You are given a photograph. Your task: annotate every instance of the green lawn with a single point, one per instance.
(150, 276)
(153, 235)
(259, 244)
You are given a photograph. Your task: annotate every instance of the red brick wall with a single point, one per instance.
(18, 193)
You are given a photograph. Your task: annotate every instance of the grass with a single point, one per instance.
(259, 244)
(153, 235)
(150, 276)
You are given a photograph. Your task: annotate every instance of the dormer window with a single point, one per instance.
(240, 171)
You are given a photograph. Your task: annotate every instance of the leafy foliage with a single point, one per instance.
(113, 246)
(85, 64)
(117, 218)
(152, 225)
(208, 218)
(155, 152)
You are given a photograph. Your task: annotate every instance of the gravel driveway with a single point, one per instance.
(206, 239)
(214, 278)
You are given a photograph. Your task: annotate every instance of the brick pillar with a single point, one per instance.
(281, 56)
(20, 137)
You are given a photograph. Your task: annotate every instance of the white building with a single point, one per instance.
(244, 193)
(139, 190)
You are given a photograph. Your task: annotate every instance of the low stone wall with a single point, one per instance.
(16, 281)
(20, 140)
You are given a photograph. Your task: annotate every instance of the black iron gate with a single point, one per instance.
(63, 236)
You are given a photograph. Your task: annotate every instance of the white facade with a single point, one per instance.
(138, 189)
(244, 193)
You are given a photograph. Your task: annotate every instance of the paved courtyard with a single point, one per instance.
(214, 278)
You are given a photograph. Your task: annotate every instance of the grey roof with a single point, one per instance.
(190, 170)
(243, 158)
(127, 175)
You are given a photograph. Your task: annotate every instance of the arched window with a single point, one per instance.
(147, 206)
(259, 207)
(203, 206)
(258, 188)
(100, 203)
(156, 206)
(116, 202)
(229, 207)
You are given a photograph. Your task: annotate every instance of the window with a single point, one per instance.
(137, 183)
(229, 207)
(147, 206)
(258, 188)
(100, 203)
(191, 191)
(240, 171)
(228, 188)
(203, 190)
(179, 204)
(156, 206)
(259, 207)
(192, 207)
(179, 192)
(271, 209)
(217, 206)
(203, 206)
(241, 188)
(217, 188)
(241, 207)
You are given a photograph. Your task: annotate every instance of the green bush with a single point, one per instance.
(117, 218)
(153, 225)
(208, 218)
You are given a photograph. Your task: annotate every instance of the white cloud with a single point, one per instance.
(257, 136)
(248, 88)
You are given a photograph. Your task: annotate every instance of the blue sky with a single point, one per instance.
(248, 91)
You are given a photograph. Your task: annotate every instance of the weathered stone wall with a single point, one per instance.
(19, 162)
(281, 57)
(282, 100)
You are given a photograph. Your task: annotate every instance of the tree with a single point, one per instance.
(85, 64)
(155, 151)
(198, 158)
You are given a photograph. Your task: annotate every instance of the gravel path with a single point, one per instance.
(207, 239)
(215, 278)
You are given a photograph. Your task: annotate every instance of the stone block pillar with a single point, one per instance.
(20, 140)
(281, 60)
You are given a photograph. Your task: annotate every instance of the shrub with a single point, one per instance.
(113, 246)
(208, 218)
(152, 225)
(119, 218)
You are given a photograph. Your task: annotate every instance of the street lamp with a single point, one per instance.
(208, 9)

•••••

» PROBLEM TO WORK ON
Reproduce all of the data above verbatim, line for line, with no changes.

» FINISHED EXERCISE
You are given a photograph. Your task: annotate every instance of the green lawn with a single point, one per instance.
(150, 276)
(153, 235)
(259, 244)
You are given a photograph. Your task: annotate every instance of the red brick wall with a single point, one per instance.
(18, 193)
You are given a photograph. Your task: annotate every instance of the grass with a single point, one per instance.
(259, 244)
(153, 235)
(150, 276)
You are given a photograph. Your task: annotate every instance of the dormer window with a single point, one per instance.
(240, 171)
You are given a photograph. Your task: annotate every instance of the leafy foliage with a single point, one per instance.
(113, 246)
(85, 64)
(117, 218)
(152, 225)
(208, 218)
(155, 152)
You are given a photograph. Your task: annotate every instance of the gravel driveway with a single point, one per instance.
(206, 239)
(214, 278)
You are given a photograph. Your task: annotate every instance of the brick pillar with a single point, one per instance.
(281, 56)
(20, 137)
You are given a photograph. Your task: annotate every instance of the white building with a single point, one per instance.
(244, 193)
(139, 190)
You are given a photograph. Your task: annotate every instance of the low stone wall with a single point, one per instance.
(16, 281)
(20, 140)
You are given a photograph. Your task: annotate every instance of the black iron gate with a single point, one per instance.
(63, 236)
You are given a photograph. Your task: annotate every instance of the white facade with a single point, one per instance.
(138, 189)
(244, 193)
You are given a photograph. Your task: annotate every instance of the paved courtyard with a single point, one per instance.
(214, 278)
You are given a photograph. Your task: annotate every instance of the grey roof with a single point, one per instance.
(190, 170)
(243, 158)
(127, 175)
You are given a photograph. Your task: annotate every instance of the arched window with a single point, one per instance.
(147, 206)
(259, 207)
(203, 206)
(258, 188)
(100, 203)
(156, 206)
(116, 202)
(229, 207)
You are given a photograph. Your task: annotate every instance of the window with a single point, one per instance.
(137, 183)
(229, 207)
(147, 206)
(258, 188)
(100, 203)
(191, 191)
(240, 171)
(228, 188)
(203, 190)
(179, 204)
(156, 206)
(259, 207)
(192, 207)
(179, 192)
(271, 209)
(217, 206)
(203, 206)
(241, 188)
(217, 188)
(241, 207)
You are given a photograph. Your task: annotate every instance of the green bush with a single point, one per instance.
(117, 218)
(153, 225)
(208, 218)
You are given a photograph. Your task: annotate every instance of the white cloud with a single point, one per instance.
(257, 136)
(248, 88)
You are given a photograph. Your task: annotate every instance of the blue sky with a single point, one per instance.
(248, 91)
You are given a photograph. Your task: annotate every instance of the weathered stone wall with a single point, one per instance.
(19, 162)
(281, 57)
(282, 100)
You are given a photograph. Your task: annotate every instance of the tree with a single point, one per instance.
(85, 64)
(155, 151)
(198, 158)
You are given a photograph. Your task: annotate every instance of the gravel path with a single point, one per instance.
(207, 239)
(215, 278)
You are given a photograph. Your task: annotate every instance of the stone block pillar with a single point, one per instance.
(20, 140)
(281, 60)
You are given a photograph. Your task: annotate every instance of the shrub with a single point, one per instance.
(113, 246)
(208, 218)
(152, 225)
(119, 218)
You are given a photograph. Your task: annotate every instance of the street lamp with a single point, one per instance.
(208, 9)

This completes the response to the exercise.